■ **Written instruction a**: In the Amazon fulfillment network discussion below, what estimated amount do states lose each year in uncollected sales taxes from web retailers?
+++ Excerpt provided
Discussion on the Amazon North American fulfillment Network:

Amazon's fulfillment network strategy is interesting because it does not necessarily reflect an optimized distribution network in terms of serving the U.S. population from optimal geographical locations that are closest to the markets served.  Until 2013, fulfillment center locations in the U.S. have been determined based on state tax considerations.  Sales taxation laws vary from state to state within the country and since we are not experts on this topic, we thought it best to click here for more information on this topic. In short, Amazon sells most of its merchandise through fulfillment centers which are not technically classified as retail stores. As such, the company is technically within the letter of the law to not charge sales tax to consumers with the exception of five states.  This provides Amazon with a significant competitive advantage over conventional retailers that have retail stores since these companies must charge state taxes at the time of purchase (States lose an estimated $23 billion a year in uncollected sales taxes from web retailers).  Currently 16 states have introduced Internet sales tax legislation that is already on the books with more states expected to follow shortly.

In the years leading up to 2013, Amazon invested significant capital into facilities in Arizona, Tennessee, Pennsylvania, Kentucky, Indiana, Delaware, South Carolina and more recently Virginia - all states that have made tax collection deals with Amazon in exchange for agreements to guaranteed job creation targets over time.

Looking ahead, Amazon will stop fighting the sales tax war as it is inevitable that its current competitive advantage will ultimately go away.  Amazon already collects taxes from Texans and this will eventually apply as well to California, Nevada, New Jersey, New York, Indiana, Tennessee, and Virginia.  After all of the tax deals go into effect, Amazon will essentially be collecting sales taxes from the majority of American consumers.  Amazon's tax capitulation is directly related to a major shift in the company logistics strategy.  Instead of shipping to customers in highly populated urban centers from massive fulfillment centers constructed in faraway low cost states, the company will in future move to a same day shipping strategy.  The new Amazon distribution strategy calls for the fastest level of order turnaround time (i.e. same day) for all major cities within the United States.  The goal is to enable same-day delivery as an option for the majority of its U.S. customers.  Since the onset of the ecommerce era, this goal has been a dream for many Internet retailers, but the high cost of establishing the required fulfillment network infrastructure has been a critical barrier to entry.  Amazon is now investing heavily to make same day delivery a reality and we should soon expect to see major fulfillment centers being built such that the top 20 urban areas in America can be serviced on a same day basis.
++++++
+++ Provided data
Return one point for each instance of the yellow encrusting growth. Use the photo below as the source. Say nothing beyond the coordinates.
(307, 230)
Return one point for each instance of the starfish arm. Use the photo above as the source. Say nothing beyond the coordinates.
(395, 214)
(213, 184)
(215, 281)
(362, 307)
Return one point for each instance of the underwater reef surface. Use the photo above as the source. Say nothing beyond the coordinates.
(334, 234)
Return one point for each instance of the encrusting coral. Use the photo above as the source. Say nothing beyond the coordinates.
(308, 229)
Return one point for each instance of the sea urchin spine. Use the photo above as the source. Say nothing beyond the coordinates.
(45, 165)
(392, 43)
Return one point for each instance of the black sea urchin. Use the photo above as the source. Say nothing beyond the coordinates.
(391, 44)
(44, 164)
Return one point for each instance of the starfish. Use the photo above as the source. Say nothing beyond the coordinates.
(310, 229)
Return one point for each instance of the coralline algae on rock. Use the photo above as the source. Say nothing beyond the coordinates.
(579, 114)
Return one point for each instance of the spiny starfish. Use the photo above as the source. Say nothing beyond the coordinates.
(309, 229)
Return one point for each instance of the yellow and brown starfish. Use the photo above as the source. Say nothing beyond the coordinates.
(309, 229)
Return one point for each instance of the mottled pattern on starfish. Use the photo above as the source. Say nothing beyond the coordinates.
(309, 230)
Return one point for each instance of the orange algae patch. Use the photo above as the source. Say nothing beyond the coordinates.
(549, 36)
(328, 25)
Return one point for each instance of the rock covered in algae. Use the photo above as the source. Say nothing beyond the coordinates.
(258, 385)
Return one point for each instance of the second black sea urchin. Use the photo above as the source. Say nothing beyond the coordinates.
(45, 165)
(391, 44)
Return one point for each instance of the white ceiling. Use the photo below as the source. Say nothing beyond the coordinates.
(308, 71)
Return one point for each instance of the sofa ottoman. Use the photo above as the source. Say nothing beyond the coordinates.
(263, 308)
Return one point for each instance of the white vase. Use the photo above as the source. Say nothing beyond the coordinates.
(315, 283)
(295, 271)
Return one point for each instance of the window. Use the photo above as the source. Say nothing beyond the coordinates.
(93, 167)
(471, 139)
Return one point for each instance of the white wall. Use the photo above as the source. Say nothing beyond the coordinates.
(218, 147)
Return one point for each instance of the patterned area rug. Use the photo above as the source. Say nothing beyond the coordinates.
++++++
■ **Written instruction b**: Transcribe the part of the records that opens with the line containing "Return one point for each instance of the sofa" and closes with the last line of the records, including both ends.

■ **Correct output a**: An estimated $23 billion a year.

■ **Correct output b**:
Return one point for each instance of the sofa ottoman. Use the photo above as the source. Say nothing beyond the coordinates.
(263, 308)
Return one point for each instance of the white vase. Use the photo above as the source. Say nothing beyond the coordinates.
(315, 283)
(295, 271)
Return one point for each instance of the window. Use the photo above as the source. Say nothing beyond the coordinates.
(93, 167)
(471, 139)
Return one point for each instance of the white wall. Use the photo above as the source. Say nothing beyond the coordinates.
(218, 147)
Return one point for each instance of the patterned area rug. Use the photo above as the source. Say nothing beyond the coordinates.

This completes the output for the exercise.